* **Exercise input**:
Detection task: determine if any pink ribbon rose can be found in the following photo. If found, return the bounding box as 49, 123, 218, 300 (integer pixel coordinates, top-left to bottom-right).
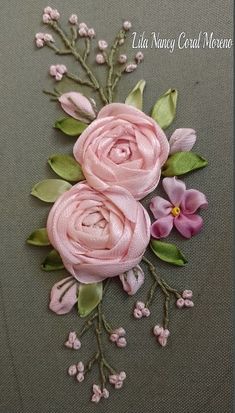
47, 182, 150, 283
73, 103, 169, 199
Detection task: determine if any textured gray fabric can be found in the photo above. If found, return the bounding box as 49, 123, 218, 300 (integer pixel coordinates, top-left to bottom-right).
0, 0, 232, 413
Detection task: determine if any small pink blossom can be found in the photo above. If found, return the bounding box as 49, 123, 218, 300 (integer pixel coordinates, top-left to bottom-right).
150, 177, 208, 239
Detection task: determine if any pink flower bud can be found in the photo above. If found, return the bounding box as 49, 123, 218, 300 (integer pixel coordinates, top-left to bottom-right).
122, 21, 132, 32
68, 365, 77, 376
69, 14, 78, 24
98, 40, 108, 51
182, 290, 193, 298
58, 92, 96, 123
95, 53, 105, 65
176, 298, 184, 308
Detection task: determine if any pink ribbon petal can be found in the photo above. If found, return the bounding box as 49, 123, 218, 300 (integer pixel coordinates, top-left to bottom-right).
181, 189, 208, 215
162, 176, 186, 206
174, 214, 203, 238
149, 196, 173, 219
151, 215, 174, 238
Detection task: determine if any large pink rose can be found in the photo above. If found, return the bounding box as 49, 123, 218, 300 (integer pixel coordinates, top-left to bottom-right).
47, 181, 151, 283
73, 103, 169, 199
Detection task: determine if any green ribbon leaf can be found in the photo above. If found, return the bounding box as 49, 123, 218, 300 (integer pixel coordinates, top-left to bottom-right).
41, 250, 64, 271
26, 228, 50, 247
78, 282, 103, 317
151, 89, 178, 129
48, 154, 85, 182
125, 80, 146, 110
31, 179, 72, 202
150, 239, 188, 267
162, 152, 208, 176
54, 118, 87, 136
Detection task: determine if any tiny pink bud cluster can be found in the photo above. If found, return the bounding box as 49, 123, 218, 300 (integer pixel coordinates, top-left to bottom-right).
91, 384, 109, 403
133, 301, 150, 319
64, 331, 81, 350
109, 327, 127, 348
176, 290, 194, 308
42, 6, 60, 24
109, 371, 126, 390
153, 325, 170, 347
49, 65, 68, 81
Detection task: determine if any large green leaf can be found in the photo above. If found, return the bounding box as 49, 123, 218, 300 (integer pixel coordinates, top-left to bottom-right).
55, 118, 87, 136
150, 239, 188, 267
26, 228, 50, 247
162, 152, 208, 176
41, 250, 64, 271
125, 80, 146, 110
31, 179, 72, 202
48, 154, 85, 182
151, 89, 178, 129
78, 282, 103, 317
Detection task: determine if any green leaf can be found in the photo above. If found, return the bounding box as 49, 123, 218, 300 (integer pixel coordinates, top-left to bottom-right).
78, 282, 103, 317
26, 228, 50, 247
48, 154, 85, 182
150, 239, 188, 267
151, 89, 178, 129
162, 152, 208, 176
125, 80, 146, 110
31, 179, 72, 202
55, 118, 87, 136
41, 250, 64, 271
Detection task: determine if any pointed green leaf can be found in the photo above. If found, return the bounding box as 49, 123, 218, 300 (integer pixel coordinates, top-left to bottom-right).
125, 80, 146, 110
31, 179, 72, 202
151, 89, 178, 129
55, 118, 87, 136
78, 282, 103, 317
26, 228, 50, 247
41, 250, 64, 271
150, 239, 188, 267
162, 152, 208, 176
48, 154, 85, 182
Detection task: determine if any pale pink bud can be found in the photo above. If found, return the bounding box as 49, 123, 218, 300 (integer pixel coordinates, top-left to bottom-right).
176, 298, 184, 308
69, 14, 78, 24
133, 308, 143, 319
182, 290, 193, 298
68, 365, 77, 376
58, 92, 96, 123
135, 52, 144, 64
125, 63, 137, 73
73, 338, 81, 350
117, 337, 127, 348
169, 128, 197, 154
87, 28, 95, 39
95, 53, 105, 65
184, 299, 194, 308
77, 361, 84, 373
76, 373, 85, 383
122, 21, 132, 32
98, 40, 108, 51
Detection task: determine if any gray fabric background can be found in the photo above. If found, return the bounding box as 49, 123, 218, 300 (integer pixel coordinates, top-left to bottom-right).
0, 0, 232, 413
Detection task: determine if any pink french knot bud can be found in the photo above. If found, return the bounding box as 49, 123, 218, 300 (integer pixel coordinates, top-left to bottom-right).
117, 337, 127, 348
176, 298, 184, 308
69, 14, 78, 24
122, 21, 132, 32
182, 290, 193, 298
118, 54, 127, 65
98, 40, 108, 51
184, 299, 194, 308
125, 63, 137, 73
68, 364, 77, 376
135, 52, 144, 63
95, 53, 105, 65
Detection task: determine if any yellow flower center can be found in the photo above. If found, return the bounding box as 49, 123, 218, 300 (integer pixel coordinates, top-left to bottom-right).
171, 207, 180, 217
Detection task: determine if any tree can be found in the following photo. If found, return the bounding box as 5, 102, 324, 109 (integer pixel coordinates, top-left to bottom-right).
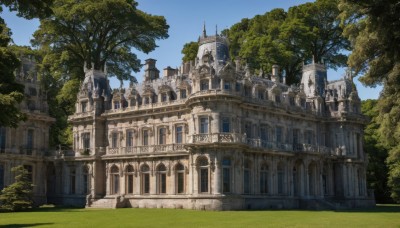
33, 0, 169, 146
0, 165, 33, 211
339, 0, 400, 202
361, 100, 392, 203
224, 0, 349, 84
0, 18, 26, 127
182, 42, 199, 62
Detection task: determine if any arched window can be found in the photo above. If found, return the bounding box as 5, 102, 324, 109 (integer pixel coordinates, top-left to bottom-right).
157, 164, 167, 194
82, 166, 90, 195
125, 165, 134, 194
197, 157, 209, 193
222, 158, 231, 193
277, 163, 285, 194
69, 167, 76, 195
0, 164, 4, 190
243, 160, 251, 194
110, 165, 119, 195
141, 165, 150, 194
175, 163, 185, 194
260, 164, 269, 194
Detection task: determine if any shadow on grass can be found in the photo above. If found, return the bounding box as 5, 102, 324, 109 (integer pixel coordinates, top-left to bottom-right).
0, 223, 54, 228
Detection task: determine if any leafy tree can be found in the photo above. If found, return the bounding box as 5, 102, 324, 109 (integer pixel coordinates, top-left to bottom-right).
0, 165, 33, 211
182, 42, 199, 62
33, 0, 169, 144
361, 100, 392, 203
339, 0, 400, 202
0, 18, 26, 127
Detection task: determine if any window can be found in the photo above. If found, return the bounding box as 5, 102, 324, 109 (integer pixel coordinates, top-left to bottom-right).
126, 130, 134, 147
200, 117, 208, 134
221, 117, 231, 133
114, 101, 121, 109
222, 158, 231, 193
235, 82, 240, 92
141, 165, 150, 194
111, 132, 118, 148
224, 81, 231, 90
125, 165, 134, 194
175, 164, 185, 194
277, 163, 284, 194
157, 164, 167, 194
81, 101, 87, 112
110, 165, 119, 195
69, 167, 76, 195
143, 130, 149, 146
243, 161, 251, 194
82, 166, 90, 195
0, 127, 7, 153
175, 126, 183, 143
0, 164, 4, 190
200, 79, 209, 91
26, 129, 33, 155
275, 127, 283, 143
161, 93, 167, 102
82, 133, 90, 150
180, 89, 186, 99
158, 127, 167, 145
197, 157, 208, 193
260, 165, 268, 194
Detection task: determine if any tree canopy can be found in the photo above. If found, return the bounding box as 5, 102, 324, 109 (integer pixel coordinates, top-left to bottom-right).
339, 0, 400, 202
182, 0, 350, 84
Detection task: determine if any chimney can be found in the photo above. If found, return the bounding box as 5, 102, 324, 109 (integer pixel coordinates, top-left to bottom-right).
271, 65, 280, 82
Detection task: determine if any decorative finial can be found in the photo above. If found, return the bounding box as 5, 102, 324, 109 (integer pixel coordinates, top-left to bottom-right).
203, 21, 207, 38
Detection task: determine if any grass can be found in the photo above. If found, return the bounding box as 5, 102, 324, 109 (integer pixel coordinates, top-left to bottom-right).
0, 205, 400, 228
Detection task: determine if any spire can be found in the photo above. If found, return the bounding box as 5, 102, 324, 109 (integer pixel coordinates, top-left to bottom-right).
203, 21, 207, 38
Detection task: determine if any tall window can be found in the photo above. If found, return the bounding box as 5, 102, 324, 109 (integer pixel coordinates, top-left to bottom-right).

* **What to produce**:
Can you output the stretch of the data from the line containing "Detection task: determine if any yellow" through the line containing "260, 165, 268, 194", both ends included, as a JSON list of strings with one string per line? Skip blank lines and leave the pictures out.

* **Result below**:
[
  "Detection task: determine if any yellow flower center can be found in the photo above. If found, return the bounding box as 49, 123, 218, 300 (integer pixel coordinates, top-left to bottom-right).",
  "171, 207, 180, 217",
  "Detection task: determine if any tree can be found in the following photo. If found, return the bounding box as 5, 102, 324, 109 (integer pixel coordinates, top-left to bottom-right).",
  "33, 0, 169, 146",
  "0, 165, 33, 211",
  "339, 0, 400, 202",
  "361, 100, 392, 203",
  "224, 0, 349, 84",
  "0, 18, 26, 127",
  "182, 42, 199, 62",
  "Detection task: determine if any arched window can be found in the photo above. If found, return the bounding box as 5, 102, 324, 109 (integer pixel coordinates, top-left to bottom-right).",
  "157, 164, 167, 194",
  "82, 166, 90, 195",
  "125, 165, 134, 194",
  "197, 157, 209, 193",
  "222, 158, 231, 193",
  "277, 163, 285, 194",
  "69, 167, 76, 195",
  "0, 164, 4, 190",
  "243, 160, 251, 194",
  "110, 165, 119, 195",
  "141, 165, 150, 194",
  "175, 163, 185, 194",
  "260, 164, 269, 194",
  "Detection task: determine if any shadow on grass can be found in the photo above. If found, return the bounding box as 5, 102, 324, 109 (integer pixel coordinates, top-left to bottom-right).",
  "0, 223, 54, 228",
  "Detection task: determine if any leafy tree can be found in the photo above. If found, return the bounding box as 5, 102, 324, 109 (integer pixel coordinates, top-left to bottom-right).",
  "0, 165, 33, 211",
  "182, 42, 199, 62",
  "33, 0, 169, 144",
  "361, 100, 392, 203",
  "339, 0, 400, 202",
  "0, 18, 26, 127",
  "Detection task: determine if any window can be found in the photo above. If found, return the bounding box as 5, 102, 324, 109 (integer pixel coordinates, top-left to bottom-right).",
  "126, 130, 134, 147",
  "200, 117, 208, 134",
  "221, 117, 231, 133",
  "114, 101, 121, 109",
  "222, 158, 231, 193",
  "235, 82, 240, 92",
  "141, 165, 150, 194",
  "111, 132, 118, 148",
  "224, 81, 231, 90",
  "125, 165, 134, 194",
  "175, 164, 185, 194",
  "277, 163, 284, 194",
  "157, 164, 167, 194",
  "81, 101, 87, 112",
  "110, 165, 119, 195",
  "69, 167, 76, 195",
  "143, 130, 149, 146",
  "243, 161, 251, 194",
  "82, 166, 90, 195",
  "0, 127, 7, 153",
  "175, 126, 183, 143",
  "0, 164, 4, 190",
  "200, 79, 209, 91",
  "26, 129, 33, 155",
  "275, 127, 283, 143",
  "161, 93, 167, 102",
  "82, 133, 90, 150",
  "180, 89, 186, 99",
  "158, 127, 167, 145",
  "197, 157, 208, 193",
  "260, 165, 268, 194"
]